= Work to complete =
Continue the AudioCraft documentation excerpt on solvers, models, and configuration from where it stops.

= Selected text =
Typically, we find that having an Epoch time around 30min is ideal both in terms of safety (checkpointing often enough)
and getting updates often enough. One Epoch is at least a `train` stage that lasts for `optim.updates_per_epoch` (2000 by default),
and a `valid` stage. You can control how long the valid stage takes with `dataset.valid.num_samples`.
Other stages (`evaluate`, `generate`) will only happen every X epochs, as given by `evaluate.every` and `generate.every`).
### Models
In AudioCraft, a model is a container object that wraps one or more torch modules together
with potential processing logic to use in a solver. For example, a model would wrap an encoder module,
a quantisation bottleneck module, a decoder and some tensor processing logic. Each of the previous components
can be considered as a small « model unit » on its own but the container model is a practical component
to manipulate and train a set of modules together.
### Datasets
See the [dedicated documentation on datasets](./DATASETS.md).
### Metrics
See the [dedicated documentation on metrics](./METRICS.md).
### Conditioners
AudioCraft language models can be conditioned in various ways and the codebase offers a modular implementation
of different conditioners that can be potentially combined together.
Learn more in the [dedicated documentation on conditioning](./CONDITIONING.md).
### Configuration
AudioCraft's configuration is defined in yaml files and the framework relies on
[hydra](https://hydra.cc/docs/intro/) and [omegaconf](https://omegaconf.readthedocs.io/) to parse
and manipulate the configuration through Dora.
##### :warning: Important considerations around configurations
Our configuration management relies on Hydra and the concept of group configs to structure
and compose configurations. Updating the root default configuration files will then have
an impact on all solvers and tasks.
**One should never change the default configuration files. Instead they should use Hydra config groups in order to store custom configuration.**
Once this configuration is created and used for running experiments, you should not edit it anymore.

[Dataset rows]
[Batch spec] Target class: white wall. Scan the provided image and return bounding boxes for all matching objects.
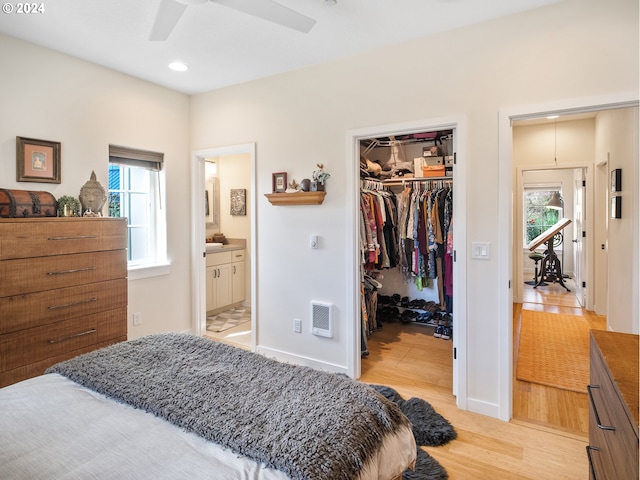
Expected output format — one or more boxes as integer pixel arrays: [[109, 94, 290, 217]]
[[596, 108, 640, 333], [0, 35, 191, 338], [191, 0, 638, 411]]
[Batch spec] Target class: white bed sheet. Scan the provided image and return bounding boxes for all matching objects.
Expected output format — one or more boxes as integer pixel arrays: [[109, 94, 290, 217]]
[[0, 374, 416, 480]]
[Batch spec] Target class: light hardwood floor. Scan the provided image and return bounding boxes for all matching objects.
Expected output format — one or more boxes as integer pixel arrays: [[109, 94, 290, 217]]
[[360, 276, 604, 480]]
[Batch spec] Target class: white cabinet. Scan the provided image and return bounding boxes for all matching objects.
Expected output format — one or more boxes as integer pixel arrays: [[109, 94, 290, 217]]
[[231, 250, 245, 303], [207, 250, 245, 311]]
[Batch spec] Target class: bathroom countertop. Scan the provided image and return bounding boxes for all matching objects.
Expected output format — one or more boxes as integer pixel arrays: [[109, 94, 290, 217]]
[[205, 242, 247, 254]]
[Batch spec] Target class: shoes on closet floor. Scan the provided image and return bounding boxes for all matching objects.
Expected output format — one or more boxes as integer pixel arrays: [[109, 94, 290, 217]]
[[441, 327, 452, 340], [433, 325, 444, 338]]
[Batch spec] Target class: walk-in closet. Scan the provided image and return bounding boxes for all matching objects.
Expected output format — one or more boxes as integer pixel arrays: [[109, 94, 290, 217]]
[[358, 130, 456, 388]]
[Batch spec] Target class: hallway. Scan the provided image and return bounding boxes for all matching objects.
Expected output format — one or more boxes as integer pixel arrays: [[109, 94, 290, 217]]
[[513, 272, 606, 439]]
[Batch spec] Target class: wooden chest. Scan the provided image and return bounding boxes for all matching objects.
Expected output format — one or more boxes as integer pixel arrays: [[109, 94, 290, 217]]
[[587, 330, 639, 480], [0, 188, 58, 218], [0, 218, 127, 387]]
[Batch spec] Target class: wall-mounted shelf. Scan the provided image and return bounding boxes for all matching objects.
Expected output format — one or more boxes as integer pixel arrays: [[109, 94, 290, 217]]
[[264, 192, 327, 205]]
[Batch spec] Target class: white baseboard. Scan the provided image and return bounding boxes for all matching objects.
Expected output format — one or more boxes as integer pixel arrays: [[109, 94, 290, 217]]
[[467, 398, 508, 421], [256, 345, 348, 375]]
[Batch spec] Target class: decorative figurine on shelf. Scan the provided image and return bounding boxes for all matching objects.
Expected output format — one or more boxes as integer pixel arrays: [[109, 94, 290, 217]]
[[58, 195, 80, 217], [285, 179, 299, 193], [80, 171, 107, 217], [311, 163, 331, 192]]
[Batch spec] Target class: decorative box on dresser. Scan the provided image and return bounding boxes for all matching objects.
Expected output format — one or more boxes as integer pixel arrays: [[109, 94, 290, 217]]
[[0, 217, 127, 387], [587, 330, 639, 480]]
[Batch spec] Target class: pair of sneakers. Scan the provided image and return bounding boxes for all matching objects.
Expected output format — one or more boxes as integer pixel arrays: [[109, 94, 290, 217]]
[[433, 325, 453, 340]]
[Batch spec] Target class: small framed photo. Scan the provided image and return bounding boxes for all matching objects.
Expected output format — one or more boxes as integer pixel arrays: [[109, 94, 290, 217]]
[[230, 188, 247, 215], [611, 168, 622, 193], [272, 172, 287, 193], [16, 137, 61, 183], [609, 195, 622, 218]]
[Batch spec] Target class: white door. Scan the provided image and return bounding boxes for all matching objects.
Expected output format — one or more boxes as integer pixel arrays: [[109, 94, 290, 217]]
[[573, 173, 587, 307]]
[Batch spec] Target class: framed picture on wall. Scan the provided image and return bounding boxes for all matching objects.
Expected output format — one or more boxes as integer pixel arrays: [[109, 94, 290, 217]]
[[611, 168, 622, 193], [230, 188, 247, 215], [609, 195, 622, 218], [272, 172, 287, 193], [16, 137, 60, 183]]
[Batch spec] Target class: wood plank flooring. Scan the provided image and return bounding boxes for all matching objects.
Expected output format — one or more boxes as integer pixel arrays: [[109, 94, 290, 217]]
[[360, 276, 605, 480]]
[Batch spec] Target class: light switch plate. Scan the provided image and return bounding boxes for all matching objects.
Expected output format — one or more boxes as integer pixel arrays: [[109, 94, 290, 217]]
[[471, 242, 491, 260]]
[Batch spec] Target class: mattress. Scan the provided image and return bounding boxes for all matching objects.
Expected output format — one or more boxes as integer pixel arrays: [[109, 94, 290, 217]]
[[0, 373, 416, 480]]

...

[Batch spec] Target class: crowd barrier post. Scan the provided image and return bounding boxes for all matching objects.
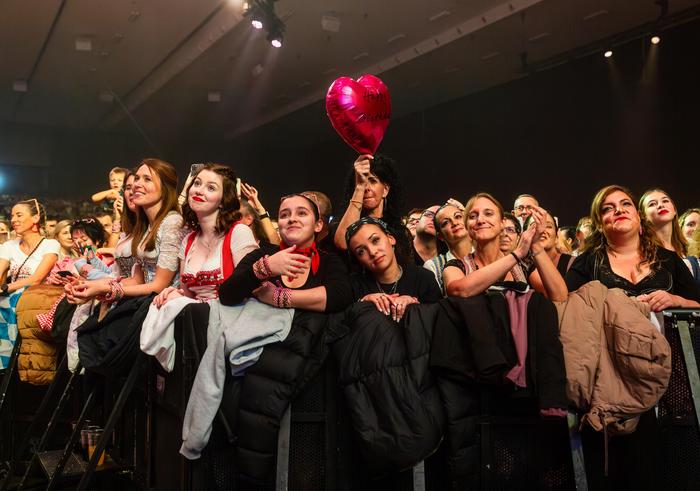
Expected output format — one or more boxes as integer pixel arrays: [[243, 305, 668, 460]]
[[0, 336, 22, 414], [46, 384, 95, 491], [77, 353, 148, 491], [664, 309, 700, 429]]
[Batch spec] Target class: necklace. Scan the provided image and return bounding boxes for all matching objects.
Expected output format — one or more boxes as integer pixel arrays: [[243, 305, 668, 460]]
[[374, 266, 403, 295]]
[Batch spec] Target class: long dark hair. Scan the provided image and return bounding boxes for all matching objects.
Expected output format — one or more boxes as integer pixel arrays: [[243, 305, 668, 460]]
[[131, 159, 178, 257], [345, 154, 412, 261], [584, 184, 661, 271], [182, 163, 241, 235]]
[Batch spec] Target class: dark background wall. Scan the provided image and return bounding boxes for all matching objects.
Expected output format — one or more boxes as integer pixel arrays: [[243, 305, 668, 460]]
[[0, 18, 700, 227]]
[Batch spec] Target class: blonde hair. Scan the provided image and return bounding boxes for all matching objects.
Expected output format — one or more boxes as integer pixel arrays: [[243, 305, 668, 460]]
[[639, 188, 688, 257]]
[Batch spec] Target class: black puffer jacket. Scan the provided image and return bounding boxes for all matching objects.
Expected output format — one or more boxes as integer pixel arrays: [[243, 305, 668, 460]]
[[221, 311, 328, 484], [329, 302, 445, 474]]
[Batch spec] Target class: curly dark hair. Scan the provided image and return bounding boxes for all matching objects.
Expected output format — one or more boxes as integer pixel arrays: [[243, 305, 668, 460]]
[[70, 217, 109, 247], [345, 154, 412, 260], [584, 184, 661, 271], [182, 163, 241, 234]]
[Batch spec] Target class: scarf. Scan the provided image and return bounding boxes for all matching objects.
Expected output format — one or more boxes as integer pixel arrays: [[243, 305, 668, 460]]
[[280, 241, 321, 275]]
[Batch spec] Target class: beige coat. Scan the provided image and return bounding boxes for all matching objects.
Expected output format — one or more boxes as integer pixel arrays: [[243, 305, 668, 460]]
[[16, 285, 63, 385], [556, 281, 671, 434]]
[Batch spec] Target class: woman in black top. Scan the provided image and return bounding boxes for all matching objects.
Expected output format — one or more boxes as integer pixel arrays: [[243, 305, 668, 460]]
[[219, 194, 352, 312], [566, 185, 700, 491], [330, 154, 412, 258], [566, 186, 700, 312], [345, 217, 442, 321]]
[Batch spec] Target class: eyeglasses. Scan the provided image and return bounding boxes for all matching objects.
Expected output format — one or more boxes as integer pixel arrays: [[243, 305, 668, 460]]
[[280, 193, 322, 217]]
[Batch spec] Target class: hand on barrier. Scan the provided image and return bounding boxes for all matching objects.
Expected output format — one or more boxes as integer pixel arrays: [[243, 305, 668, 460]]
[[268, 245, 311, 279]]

==

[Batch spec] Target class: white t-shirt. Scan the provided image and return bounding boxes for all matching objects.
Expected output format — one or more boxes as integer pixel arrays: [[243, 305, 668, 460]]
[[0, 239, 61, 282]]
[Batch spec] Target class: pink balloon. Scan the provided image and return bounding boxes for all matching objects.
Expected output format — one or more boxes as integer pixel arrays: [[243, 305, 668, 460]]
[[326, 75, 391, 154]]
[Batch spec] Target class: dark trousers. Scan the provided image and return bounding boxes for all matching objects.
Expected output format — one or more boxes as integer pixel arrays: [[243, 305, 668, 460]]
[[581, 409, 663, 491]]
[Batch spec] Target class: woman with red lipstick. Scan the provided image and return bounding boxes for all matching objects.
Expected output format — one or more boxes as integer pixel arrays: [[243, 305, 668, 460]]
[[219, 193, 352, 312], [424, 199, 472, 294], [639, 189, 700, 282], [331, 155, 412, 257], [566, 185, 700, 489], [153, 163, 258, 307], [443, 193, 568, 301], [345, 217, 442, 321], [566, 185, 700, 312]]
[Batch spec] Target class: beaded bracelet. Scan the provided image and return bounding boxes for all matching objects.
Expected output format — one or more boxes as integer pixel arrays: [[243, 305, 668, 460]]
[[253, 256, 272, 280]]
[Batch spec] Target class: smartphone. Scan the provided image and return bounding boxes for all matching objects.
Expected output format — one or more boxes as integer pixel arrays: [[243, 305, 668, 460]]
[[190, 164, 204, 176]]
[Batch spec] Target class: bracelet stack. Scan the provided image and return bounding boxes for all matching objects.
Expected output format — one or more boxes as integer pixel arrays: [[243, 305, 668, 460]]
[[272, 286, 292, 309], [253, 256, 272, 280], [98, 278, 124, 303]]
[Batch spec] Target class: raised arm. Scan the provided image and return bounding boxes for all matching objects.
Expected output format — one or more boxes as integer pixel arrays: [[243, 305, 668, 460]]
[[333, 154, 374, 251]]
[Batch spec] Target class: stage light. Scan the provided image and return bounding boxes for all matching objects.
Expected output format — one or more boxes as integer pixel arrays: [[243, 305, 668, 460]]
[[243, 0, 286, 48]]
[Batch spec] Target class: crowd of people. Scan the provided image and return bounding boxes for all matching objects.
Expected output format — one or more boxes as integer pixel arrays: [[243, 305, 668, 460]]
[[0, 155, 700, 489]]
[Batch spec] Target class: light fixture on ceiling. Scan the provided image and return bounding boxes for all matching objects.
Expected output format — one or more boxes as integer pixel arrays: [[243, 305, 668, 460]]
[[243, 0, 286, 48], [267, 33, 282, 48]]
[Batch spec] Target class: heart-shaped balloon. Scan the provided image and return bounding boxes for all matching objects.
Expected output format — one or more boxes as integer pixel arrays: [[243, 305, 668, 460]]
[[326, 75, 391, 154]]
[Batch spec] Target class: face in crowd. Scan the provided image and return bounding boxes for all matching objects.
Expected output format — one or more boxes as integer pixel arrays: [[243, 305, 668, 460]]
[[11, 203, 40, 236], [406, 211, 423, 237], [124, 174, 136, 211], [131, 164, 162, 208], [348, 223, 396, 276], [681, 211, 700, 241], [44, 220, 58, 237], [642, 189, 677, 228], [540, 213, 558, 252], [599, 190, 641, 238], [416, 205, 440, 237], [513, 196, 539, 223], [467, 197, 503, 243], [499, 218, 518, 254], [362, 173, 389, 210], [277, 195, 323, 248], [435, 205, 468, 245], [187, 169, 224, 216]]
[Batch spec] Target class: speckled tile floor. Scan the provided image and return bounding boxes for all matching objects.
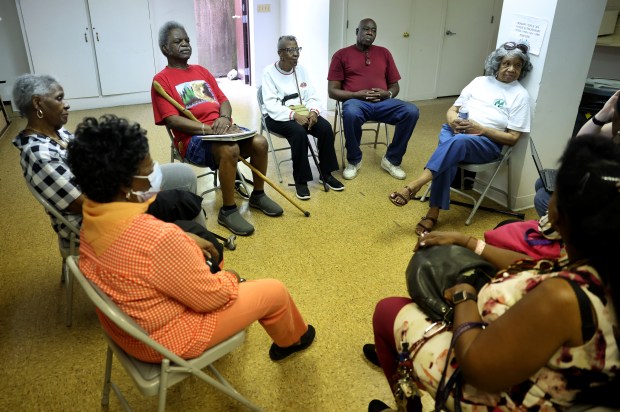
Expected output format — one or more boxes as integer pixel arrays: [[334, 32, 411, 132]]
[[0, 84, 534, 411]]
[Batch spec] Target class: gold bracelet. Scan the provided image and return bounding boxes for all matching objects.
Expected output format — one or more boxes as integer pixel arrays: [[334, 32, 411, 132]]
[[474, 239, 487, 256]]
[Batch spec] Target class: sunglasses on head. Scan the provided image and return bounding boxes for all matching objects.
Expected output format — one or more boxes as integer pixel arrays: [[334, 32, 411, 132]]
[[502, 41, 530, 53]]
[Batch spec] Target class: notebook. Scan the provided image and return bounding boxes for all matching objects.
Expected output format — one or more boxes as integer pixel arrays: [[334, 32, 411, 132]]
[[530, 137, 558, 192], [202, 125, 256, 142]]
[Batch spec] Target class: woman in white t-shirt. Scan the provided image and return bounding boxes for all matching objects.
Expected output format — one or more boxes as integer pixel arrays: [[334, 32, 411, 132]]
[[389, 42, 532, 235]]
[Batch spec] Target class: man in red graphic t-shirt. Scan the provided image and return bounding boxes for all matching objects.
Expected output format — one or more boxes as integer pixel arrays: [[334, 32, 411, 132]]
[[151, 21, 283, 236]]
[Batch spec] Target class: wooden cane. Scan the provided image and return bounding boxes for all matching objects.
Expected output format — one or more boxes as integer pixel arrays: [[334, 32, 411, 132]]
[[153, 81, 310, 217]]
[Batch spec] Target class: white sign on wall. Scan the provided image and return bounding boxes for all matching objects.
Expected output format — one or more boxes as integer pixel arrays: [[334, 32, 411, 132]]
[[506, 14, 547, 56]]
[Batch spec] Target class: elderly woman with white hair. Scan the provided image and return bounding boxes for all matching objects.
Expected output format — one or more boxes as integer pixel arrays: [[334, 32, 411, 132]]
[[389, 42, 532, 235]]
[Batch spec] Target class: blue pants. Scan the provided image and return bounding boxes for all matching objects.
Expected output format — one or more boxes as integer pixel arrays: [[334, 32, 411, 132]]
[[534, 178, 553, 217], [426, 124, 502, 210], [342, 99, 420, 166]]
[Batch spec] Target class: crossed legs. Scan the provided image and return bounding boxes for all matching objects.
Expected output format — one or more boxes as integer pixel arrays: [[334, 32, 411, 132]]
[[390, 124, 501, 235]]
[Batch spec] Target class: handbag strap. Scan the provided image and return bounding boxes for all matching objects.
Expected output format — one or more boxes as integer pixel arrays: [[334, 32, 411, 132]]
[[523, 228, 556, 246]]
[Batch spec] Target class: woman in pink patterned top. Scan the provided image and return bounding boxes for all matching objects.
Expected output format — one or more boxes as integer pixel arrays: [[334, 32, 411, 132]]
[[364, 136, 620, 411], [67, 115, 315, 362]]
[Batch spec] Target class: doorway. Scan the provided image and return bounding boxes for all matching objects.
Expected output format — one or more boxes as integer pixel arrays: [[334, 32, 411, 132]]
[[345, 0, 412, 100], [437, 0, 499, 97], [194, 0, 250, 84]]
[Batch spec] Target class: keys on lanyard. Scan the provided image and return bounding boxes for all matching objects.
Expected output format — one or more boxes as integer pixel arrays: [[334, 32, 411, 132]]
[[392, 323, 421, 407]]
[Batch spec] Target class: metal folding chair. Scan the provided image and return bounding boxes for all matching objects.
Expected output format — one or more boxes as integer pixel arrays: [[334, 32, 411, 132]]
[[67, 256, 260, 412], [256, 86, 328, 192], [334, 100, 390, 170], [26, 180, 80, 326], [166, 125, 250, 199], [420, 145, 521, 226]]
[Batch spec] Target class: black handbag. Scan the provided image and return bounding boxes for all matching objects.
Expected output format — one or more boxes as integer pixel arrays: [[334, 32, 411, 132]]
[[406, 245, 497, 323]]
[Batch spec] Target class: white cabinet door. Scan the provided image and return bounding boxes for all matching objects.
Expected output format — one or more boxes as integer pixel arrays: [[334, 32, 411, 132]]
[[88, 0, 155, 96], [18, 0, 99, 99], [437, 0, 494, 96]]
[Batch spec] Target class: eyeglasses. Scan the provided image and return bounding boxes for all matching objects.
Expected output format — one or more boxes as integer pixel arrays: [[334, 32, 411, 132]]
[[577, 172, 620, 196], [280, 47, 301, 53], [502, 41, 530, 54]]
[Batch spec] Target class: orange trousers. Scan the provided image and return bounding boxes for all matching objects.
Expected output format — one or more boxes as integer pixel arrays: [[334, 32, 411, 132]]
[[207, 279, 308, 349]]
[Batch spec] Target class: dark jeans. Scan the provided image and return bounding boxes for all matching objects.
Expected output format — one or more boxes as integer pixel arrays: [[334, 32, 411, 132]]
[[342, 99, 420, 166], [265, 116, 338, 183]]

= Final answer =
Note that as we are using Dora as our experiment manager, all our experiment tracking is based on
signatures computed from delta between configurations.
**One must therefore ensure backward compatibility of the configuration at all time.**
See [Dora's README](https://github.com/facebookresearch/dora) and the
[section below introduction Dora](#running-experiments-with-dora).
##### Configuration structure
The configuration is organized in config groups:
* `conditioner`: default values for conditioning modules.
* `dset`: contains all data source related information (paths to manifest files
and metadata for a given dataset).
* `model`: contains configuration for each model defined in AudioCraft and configurations
for different variants of models.
* `solver`: contains the default configuration for each solver as well as configuration
for each solver task, combining all the above components.
* `teams`: contains the cluster configuration per teams. See environment setup for more details.
The `config.yaml` file is the main configuration that composes the above groups
and contains default configuration for AudioCraft.
##### Solver's core configuration structure
The core configuration structure shared across solver is available in `solvers/default.yaml`.
##### Other configuration modules
AudioCraft configuration contains the different setups we used for our research and publications.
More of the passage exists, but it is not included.